Records contained in a dataset
☆ ☆ ☆ ☆ ☆

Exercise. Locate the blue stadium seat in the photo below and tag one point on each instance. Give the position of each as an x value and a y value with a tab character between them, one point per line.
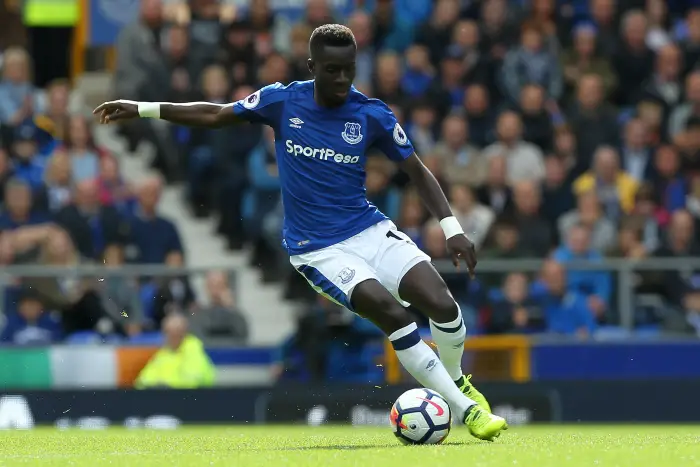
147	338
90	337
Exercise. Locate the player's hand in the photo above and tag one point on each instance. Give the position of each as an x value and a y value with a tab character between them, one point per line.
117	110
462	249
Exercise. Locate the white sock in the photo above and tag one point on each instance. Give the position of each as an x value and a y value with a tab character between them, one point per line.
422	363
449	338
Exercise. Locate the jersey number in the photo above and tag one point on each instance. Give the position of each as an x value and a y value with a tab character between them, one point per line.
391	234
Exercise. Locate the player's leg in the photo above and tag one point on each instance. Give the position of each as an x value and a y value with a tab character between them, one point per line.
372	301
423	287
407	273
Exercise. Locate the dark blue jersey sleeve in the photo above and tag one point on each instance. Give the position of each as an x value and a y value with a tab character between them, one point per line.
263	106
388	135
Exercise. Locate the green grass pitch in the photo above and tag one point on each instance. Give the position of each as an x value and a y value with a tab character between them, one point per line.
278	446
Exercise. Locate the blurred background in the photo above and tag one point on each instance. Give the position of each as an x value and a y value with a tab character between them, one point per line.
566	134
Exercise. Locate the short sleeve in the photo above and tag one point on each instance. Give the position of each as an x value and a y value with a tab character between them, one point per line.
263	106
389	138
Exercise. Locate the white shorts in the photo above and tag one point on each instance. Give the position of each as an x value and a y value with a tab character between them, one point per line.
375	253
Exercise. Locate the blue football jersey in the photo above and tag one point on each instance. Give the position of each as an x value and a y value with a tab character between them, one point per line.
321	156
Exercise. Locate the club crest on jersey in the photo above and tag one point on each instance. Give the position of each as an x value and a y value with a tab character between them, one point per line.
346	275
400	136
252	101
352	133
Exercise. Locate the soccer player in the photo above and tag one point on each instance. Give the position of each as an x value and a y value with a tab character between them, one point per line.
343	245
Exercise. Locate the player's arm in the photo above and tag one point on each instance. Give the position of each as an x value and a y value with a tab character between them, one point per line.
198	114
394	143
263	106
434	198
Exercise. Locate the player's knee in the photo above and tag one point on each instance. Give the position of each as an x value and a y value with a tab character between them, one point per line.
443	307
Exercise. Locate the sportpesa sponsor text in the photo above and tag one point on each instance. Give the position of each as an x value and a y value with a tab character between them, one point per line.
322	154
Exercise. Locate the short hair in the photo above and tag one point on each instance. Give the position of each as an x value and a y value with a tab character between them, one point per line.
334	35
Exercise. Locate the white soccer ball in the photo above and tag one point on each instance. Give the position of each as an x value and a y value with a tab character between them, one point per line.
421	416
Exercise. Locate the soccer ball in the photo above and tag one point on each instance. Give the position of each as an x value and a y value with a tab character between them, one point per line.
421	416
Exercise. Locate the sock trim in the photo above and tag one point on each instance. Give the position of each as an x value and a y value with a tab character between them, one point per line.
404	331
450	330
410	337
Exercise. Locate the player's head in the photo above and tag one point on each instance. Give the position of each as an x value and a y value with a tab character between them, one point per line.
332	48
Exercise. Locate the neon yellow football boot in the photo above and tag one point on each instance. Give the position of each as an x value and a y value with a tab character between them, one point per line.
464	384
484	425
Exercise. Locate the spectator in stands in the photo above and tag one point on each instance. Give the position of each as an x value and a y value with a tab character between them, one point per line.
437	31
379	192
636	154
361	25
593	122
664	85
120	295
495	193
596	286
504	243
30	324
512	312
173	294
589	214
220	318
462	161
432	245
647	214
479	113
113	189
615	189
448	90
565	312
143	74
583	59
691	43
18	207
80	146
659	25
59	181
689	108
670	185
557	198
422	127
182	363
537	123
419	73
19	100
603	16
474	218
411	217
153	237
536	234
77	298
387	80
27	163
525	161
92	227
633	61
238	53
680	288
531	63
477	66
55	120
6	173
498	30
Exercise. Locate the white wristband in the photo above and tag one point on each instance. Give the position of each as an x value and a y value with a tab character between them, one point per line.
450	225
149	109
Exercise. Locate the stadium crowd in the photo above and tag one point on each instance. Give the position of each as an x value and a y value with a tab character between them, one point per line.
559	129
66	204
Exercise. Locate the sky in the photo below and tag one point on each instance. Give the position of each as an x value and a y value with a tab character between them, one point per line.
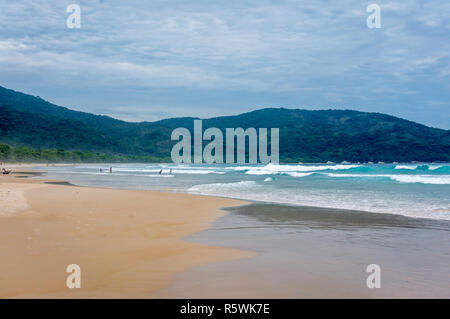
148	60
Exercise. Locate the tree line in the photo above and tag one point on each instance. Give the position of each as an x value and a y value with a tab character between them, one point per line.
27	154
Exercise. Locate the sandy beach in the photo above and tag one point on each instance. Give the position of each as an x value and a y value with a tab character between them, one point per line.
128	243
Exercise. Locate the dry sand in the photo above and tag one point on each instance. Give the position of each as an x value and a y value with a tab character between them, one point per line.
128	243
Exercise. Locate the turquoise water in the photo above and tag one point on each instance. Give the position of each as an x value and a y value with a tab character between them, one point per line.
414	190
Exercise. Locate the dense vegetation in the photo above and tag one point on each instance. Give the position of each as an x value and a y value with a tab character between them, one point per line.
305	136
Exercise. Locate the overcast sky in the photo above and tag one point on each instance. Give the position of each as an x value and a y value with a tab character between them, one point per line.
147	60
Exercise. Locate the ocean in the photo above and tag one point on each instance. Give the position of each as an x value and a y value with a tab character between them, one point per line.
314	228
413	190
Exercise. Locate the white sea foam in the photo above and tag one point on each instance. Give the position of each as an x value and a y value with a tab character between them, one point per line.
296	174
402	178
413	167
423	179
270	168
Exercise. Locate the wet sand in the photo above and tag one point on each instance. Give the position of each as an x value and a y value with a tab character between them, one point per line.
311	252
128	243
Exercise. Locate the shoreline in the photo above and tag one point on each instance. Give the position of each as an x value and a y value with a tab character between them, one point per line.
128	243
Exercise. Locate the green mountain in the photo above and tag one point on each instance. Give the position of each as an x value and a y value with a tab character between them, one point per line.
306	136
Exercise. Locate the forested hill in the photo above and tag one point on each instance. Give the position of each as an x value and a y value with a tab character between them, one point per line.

☆ ☆ ☆ ☆ ☆

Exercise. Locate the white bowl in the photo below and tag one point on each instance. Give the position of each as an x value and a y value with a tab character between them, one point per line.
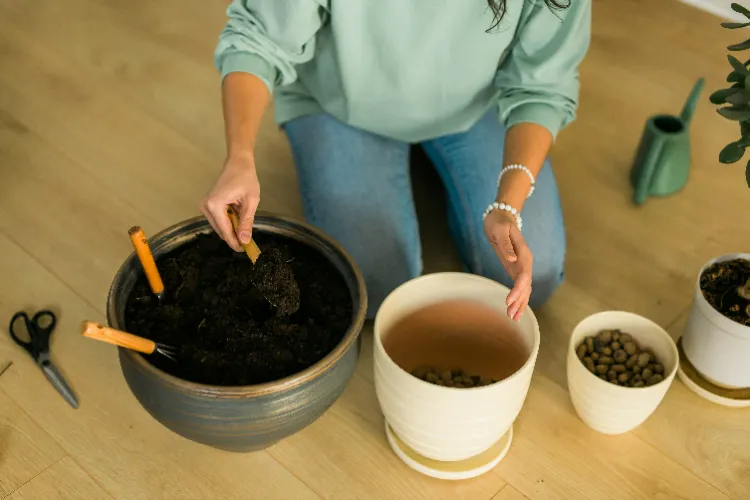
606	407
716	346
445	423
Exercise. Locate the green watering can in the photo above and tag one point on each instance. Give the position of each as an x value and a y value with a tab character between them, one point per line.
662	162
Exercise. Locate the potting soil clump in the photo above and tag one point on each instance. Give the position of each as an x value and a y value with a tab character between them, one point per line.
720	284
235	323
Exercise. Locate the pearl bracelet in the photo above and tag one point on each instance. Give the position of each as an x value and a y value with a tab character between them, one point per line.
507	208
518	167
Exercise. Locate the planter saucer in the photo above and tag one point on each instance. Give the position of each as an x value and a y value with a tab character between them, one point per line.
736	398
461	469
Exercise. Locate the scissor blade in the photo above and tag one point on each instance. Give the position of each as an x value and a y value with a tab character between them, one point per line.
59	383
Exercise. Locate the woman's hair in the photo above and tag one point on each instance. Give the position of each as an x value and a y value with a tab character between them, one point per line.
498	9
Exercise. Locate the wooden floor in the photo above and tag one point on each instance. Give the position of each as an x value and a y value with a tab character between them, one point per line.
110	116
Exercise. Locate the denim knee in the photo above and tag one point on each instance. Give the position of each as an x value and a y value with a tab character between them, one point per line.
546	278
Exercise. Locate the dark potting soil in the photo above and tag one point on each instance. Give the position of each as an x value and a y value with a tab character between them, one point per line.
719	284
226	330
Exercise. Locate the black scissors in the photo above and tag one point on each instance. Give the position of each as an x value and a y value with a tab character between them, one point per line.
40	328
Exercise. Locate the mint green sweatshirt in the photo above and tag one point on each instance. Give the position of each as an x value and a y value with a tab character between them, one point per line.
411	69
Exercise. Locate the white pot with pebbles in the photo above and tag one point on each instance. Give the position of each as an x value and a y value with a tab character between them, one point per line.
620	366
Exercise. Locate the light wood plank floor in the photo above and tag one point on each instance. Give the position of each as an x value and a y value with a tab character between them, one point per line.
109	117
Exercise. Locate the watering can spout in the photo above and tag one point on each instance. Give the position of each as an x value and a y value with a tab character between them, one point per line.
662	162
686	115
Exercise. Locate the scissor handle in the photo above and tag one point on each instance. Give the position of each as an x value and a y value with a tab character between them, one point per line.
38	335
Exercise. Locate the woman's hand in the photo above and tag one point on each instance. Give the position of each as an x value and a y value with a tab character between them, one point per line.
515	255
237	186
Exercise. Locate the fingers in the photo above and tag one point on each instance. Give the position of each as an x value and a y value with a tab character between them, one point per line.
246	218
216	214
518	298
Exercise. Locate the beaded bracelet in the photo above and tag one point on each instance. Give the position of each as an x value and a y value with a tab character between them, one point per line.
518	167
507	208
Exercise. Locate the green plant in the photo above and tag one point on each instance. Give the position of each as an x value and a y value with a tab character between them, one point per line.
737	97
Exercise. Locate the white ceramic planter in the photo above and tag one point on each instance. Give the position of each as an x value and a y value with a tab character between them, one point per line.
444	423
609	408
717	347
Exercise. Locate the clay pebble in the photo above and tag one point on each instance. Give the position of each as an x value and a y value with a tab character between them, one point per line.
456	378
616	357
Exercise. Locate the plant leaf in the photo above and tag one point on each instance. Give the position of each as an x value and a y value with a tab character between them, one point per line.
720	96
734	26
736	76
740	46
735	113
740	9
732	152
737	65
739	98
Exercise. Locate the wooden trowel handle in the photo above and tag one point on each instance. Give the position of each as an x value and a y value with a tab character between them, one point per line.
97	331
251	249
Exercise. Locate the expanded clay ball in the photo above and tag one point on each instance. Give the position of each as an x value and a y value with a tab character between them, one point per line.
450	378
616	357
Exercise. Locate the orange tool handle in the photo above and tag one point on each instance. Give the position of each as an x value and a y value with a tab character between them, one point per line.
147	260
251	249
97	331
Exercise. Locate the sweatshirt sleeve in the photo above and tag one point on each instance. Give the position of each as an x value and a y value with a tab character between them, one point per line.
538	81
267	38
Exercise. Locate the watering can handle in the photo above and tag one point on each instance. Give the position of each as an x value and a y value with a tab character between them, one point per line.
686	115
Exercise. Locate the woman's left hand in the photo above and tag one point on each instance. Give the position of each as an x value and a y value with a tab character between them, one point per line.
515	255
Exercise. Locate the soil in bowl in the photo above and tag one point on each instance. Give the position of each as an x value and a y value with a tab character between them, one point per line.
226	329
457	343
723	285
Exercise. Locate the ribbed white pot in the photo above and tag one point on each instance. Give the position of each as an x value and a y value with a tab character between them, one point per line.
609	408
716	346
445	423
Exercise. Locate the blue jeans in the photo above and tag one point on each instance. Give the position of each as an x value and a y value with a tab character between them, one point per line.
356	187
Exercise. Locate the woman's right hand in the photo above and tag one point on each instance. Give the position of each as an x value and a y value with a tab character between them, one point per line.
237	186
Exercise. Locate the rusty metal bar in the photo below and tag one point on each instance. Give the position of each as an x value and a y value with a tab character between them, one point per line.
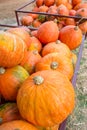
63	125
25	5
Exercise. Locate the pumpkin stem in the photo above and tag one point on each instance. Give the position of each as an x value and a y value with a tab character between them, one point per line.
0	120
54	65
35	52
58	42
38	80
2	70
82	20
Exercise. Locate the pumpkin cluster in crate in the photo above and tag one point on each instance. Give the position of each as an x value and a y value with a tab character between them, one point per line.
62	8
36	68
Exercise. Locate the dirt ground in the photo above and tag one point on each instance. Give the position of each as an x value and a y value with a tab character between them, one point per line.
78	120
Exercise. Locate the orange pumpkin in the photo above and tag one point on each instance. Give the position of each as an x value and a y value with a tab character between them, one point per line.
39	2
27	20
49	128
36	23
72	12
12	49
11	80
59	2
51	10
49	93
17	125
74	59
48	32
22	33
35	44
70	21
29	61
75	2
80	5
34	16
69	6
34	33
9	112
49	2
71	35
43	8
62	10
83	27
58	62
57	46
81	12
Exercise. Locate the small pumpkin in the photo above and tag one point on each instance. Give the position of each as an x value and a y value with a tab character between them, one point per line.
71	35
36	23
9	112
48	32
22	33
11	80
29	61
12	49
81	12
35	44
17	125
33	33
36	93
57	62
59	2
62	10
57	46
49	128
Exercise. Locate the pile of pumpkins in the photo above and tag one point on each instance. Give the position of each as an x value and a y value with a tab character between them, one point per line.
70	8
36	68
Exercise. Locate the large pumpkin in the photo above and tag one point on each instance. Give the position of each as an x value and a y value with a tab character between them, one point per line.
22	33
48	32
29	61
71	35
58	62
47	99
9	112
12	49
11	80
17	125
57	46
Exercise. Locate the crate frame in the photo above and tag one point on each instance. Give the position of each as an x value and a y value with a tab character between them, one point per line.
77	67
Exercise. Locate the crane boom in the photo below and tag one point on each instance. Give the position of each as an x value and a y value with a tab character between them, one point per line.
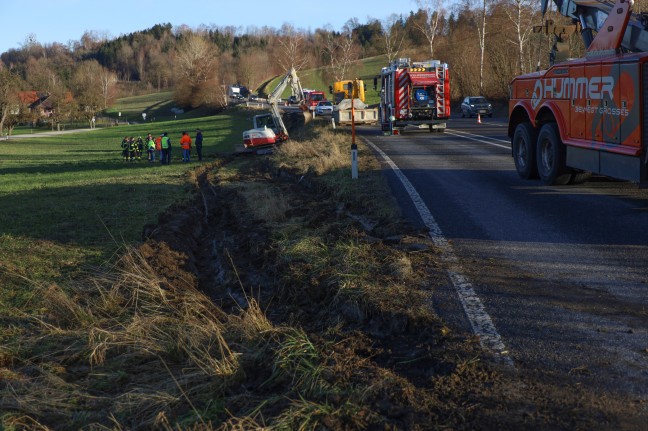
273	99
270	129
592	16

☆ ☆ ☆ ☆ ☆

Problem details
Filter the entries above and copy every line that contains the string "woman", matching its case.

Correct output
Exercise. Locate the woman's hair in the photo above and tag one point on each instance. Give the position of each as an x value and a y value with a tab character between them, one point per line.
Exercise. Locate the woman's hand in the photo above and tag one point on each instance. Give the position of each as an x value and a y value with a tab character between them, one point per line.
Exercise. Locate the woman's left hand in the photo above and tag one point on each instance. Give the position of each as an x value and a y value with a tab character between them, one point per line.
Exercise. Locate the woman's right hand in the photo above and tag one point on each instance. Give the position of each as an x value and a y value with a tab character between them, one point per line.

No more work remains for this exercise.